## [Direction]
Please lay out the rows below as a JSON list of strings, one string per line, leaving out any blank lines.

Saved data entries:
┄┄┄┄┄┄

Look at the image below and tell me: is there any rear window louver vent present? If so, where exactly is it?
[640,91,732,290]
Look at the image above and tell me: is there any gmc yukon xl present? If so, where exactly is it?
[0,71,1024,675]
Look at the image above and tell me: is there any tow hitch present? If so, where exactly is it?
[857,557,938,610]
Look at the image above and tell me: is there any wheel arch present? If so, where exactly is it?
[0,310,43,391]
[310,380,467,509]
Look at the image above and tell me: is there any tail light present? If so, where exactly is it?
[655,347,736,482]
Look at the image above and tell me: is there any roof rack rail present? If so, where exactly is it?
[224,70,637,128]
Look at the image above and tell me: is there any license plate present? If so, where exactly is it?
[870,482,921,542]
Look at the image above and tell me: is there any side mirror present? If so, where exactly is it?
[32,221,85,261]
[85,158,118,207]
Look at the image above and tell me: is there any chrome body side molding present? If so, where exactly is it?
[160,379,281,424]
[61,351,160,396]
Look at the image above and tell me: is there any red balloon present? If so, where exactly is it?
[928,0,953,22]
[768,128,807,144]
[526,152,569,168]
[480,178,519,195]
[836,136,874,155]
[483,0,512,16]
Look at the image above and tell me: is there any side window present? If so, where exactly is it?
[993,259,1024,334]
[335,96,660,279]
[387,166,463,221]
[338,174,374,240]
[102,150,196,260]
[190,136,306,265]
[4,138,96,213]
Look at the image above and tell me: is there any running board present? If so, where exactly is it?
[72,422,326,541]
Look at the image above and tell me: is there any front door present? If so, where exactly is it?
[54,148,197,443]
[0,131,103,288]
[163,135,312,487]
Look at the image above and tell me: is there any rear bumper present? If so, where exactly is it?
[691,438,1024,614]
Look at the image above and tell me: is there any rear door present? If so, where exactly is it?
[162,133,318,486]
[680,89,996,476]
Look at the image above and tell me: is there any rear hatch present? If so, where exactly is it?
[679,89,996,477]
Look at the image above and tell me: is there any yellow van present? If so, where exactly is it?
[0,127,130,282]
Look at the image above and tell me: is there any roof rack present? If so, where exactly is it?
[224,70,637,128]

┄┄┄┄┄┄

## [Task solution]
[
  "Look at the image below and tell me: is there any rear window louver vent present? If so, where exactly is it?",
  "[640,91,732,290]",
  "Look at the image above and tell me: is there any gmc yukon xl present? If so, where exactly is it?",
  "[0,71,1024,675]",
  "Look at the image above and tell me: is there any tow hitch present? If so, where exactly is it?",
  "[857,557,938,610]",
  "Look at the image above and tell me: is there any wheel arch present? If so, where exactly is it?",
  "[0,310,43,391]",
  "[310,380,467,509]",
  "Look at the image above and tell me: is there any tail light present? If so, where exactly is it?",
  "[655,347,736,482]",
  "Look at the image above and tell me: is there any roof rack rail present? If so, where exactly is it?",
  "[224,70,637,128]",
  "Look at the image above and tell me: is there any license plate present? If so, where exactly is it?",
  "[870,482,921,542]",
  "Look at the image above and tell me: is there any side mirror present? If so, where exactly is it?",
  "[32,221,85,261]",
  "[85,158,118,207]",
  "Look at the image above and tell me: is there any chrome body side molding present? If so, where exactly is it?",
  "[160,379,281,424]",
  "[61,351,160,396]",
  "Look at the image above and tell me: is there any red balloon present? If so, where exactly is it?",
  "[928,0,953,22]",
  "[768,128,807,144]",
  "[526,152,569,168]",
  "[480,178,519,195]",
  "[836,136,874,155]",
  "[483,0,512,16]",
  "Look at the image above and tell me: is there any side window present? If so, where exactly is it?",
  "[993,259,1024,334]",
  "[335,96,660,279]",
  "[387,166,463,221]",
  "[338,174,374,240]",
  "[102,150,196,260]",
  "[190,136,306,265]",
  "[4,138,96,213]",
  "Look at the image above and tell me: is there any running board present? If so, where exactly is it?",
  "[72,422,326,541]",
  "Look at the image above and tell me: is there any front door present? If so, where exactly is it?",
  "[54,148,197,443]",
  "[0,131,103,288]",
  "[163,135,312,487]",
  "Look at the image above and tell me: is there any rear bumper present? If so, where exactly is it?",
  "[691,438,1024,614]",
  "Look at the image above and tell me: is there any rear door present? If so, where exactly is it?",
  "[162,133,318,486]",
  "[680,89,996,476]",
  "Look at the image above and tell me: is there any rear hatch present? If so, where exactly is it?",
  "[679,89,996,477]",
  "Look at the image above and tell me: is there any yellow van present? If so, where exactly is it?",
  "[0,127,130,282]",
  "Look at the image above and tell me: is there any roof rack present? If so, where exactly is it?",
  "[224,70,637,128]"
]